Aim of the exercise
Find the line containing "Target: window with iron grille" in the material below; copy that line and all following lines exactly.

Material shown
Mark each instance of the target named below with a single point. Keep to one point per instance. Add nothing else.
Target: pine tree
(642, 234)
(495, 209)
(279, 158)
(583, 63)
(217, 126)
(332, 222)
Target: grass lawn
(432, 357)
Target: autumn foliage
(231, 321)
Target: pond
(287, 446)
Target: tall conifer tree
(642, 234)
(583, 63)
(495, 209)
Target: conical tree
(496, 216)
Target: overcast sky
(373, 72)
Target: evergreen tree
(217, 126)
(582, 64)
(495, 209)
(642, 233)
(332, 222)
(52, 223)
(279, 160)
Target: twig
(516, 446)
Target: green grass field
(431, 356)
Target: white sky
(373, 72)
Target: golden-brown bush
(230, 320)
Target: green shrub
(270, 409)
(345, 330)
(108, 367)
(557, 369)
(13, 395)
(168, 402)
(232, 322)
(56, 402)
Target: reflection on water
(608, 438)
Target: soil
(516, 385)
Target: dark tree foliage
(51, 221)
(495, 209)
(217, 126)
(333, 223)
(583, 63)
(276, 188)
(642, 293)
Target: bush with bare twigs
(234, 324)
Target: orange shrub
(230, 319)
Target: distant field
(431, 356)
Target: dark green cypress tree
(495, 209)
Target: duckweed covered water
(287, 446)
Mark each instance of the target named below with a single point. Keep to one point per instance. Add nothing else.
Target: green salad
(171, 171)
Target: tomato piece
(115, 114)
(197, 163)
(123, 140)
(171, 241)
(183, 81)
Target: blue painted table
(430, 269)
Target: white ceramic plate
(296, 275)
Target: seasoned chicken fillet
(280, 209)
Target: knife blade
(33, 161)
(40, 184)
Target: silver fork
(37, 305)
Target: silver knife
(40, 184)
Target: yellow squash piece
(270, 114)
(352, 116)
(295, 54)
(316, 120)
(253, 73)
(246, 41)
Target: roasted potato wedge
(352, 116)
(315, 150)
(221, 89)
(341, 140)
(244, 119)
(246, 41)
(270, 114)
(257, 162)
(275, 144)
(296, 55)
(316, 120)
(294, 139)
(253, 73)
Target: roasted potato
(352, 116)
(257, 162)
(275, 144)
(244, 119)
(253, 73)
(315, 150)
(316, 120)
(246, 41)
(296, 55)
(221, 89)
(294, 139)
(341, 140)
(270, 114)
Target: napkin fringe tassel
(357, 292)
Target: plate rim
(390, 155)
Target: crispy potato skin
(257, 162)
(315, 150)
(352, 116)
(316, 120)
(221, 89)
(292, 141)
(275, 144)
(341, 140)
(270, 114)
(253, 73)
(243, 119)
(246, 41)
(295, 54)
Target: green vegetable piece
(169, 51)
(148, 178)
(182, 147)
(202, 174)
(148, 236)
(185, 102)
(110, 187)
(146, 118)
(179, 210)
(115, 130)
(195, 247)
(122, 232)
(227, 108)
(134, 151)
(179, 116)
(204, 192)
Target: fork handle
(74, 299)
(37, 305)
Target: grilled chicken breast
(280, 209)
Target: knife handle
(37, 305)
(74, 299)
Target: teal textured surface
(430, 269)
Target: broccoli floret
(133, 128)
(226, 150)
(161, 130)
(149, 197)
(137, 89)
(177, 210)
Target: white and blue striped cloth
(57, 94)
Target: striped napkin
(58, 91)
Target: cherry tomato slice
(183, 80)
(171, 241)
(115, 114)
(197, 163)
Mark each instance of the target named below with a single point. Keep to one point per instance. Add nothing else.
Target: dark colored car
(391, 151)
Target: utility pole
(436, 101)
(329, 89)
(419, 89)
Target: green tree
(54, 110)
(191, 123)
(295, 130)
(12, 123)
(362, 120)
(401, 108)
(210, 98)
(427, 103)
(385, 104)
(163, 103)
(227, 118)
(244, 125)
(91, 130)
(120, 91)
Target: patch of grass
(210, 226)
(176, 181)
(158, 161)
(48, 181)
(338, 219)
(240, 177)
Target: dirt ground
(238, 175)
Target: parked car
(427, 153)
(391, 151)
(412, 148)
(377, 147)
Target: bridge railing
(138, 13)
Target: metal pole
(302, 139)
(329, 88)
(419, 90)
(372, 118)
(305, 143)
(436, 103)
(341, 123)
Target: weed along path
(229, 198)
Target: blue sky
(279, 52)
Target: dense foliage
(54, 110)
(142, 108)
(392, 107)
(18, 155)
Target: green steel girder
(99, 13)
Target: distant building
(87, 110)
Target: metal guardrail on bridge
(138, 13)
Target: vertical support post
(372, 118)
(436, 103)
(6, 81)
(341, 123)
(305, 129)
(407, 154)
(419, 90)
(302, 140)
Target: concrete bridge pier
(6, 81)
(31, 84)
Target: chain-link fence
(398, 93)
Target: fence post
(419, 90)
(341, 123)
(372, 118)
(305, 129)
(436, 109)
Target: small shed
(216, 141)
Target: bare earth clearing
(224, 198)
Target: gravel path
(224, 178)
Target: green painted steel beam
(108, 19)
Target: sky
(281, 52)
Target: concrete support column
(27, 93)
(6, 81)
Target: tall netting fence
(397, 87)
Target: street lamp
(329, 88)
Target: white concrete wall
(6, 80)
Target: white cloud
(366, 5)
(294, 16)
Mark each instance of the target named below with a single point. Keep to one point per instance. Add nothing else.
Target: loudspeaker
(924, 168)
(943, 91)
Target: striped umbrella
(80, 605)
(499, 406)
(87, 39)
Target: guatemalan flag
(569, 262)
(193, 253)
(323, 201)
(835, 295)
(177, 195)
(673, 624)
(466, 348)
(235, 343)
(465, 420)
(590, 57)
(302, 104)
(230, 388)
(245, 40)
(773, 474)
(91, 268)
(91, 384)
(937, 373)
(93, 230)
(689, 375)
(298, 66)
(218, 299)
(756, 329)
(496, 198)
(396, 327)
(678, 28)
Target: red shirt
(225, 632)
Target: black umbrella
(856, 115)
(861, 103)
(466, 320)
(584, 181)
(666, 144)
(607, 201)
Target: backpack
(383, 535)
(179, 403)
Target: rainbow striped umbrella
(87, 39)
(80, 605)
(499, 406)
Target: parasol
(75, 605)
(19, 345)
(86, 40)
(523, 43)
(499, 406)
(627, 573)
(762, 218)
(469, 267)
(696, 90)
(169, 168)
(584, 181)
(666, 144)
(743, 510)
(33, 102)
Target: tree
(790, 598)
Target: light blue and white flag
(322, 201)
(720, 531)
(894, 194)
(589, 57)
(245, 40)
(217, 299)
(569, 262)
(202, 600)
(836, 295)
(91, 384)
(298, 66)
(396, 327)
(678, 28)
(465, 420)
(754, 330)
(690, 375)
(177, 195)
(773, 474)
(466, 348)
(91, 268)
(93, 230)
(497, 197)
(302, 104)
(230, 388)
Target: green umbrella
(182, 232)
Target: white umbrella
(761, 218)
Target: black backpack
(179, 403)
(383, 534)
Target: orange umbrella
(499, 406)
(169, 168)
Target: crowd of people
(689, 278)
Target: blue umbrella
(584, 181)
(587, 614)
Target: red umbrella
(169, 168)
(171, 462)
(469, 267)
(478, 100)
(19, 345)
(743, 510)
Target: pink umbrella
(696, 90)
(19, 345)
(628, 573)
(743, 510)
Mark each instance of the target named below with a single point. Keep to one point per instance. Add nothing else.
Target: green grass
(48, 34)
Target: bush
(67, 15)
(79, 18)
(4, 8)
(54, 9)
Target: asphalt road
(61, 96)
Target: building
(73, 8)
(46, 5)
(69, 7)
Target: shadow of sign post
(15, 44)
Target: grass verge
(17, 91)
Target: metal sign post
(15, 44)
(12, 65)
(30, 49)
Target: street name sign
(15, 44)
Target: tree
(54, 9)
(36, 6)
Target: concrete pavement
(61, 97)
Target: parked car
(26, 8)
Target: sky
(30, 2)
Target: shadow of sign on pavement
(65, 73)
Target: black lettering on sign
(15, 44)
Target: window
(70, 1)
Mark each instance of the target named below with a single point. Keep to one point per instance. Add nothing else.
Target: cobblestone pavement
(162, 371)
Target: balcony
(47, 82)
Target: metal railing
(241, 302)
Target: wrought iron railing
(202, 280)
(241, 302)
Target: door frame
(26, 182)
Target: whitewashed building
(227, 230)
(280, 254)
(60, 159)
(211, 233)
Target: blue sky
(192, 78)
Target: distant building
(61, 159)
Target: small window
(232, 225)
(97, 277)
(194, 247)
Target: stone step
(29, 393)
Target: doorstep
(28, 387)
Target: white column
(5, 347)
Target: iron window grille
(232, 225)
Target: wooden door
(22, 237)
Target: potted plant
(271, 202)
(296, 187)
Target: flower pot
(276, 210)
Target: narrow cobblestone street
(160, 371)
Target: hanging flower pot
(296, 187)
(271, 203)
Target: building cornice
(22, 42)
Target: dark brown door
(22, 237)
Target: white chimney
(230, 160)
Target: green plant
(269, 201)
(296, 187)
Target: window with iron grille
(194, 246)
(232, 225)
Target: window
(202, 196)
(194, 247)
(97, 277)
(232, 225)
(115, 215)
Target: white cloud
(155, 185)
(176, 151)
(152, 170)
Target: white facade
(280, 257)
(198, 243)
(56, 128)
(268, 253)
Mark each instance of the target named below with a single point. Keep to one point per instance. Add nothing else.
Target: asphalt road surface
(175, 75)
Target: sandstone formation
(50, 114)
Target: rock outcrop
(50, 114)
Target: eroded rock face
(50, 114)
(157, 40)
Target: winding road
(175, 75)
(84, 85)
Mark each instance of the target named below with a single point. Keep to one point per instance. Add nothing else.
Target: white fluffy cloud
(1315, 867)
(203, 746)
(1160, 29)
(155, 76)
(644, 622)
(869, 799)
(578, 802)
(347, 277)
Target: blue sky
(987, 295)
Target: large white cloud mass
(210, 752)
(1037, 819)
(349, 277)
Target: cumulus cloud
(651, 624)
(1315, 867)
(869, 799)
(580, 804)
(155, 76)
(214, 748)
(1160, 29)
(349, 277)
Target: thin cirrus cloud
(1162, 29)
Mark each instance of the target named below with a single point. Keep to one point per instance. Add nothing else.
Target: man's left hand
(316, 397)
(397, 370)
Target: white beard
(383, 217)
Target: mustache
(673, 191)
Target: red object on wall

Output of the task
Target: window with iron grille
(194, 246)
(232, 225)
Target: window
(202, 196)
(194, 247)
(97, 277)
(232, 225)
(115, 215)
Target: white cloud
(155, 185)
(176, 151)
(152, 170)
Target: white facade
(280, 257)
(198, 243)
(56, 128)
(268, 253)
Mark each instance of the target named below with a single point. Keep to one point per instance. Add nothing else.
Target: asphalt road surface
(175, 75)
Target: sandstone formation
(50, 114)
Target: rock outcrop
(50, 114)
Target: eroded rock face
(50, 114)
(157, 40)
Target: winding road
(175, 75)
(84, 85)
Mark each instance of the target named below with a single point. Keep to one point per instance. Add nothing else.
Target: white fluffy cloud
(1315, 867)
(203, 746)
(1160, 29)
(155, 76)
(644, 622)
(869, 799)
(578, 802)
(347, 277)
Target: blue sky
(987, 295)
Target: large white cloud mass
(210, 752)
(1037, 819)
(349, 277)
Target: cumulus cloud
(651, 624)
(1315, 867)
(869, 799)
(580, 804)
(155, 76)
(214, 748)
(1160, 29)
(349, 277)
Target: thin cirrus cloud
(1162, 29)
Mark each instance of the target named below with a single point. Keep to one point per instance. Add nothing else.
Target: man's left hand
(316, 397)
(397, 370)
Target: white beard
(383, 217)
Target: mustache
(673, 191)
Target: red object on wall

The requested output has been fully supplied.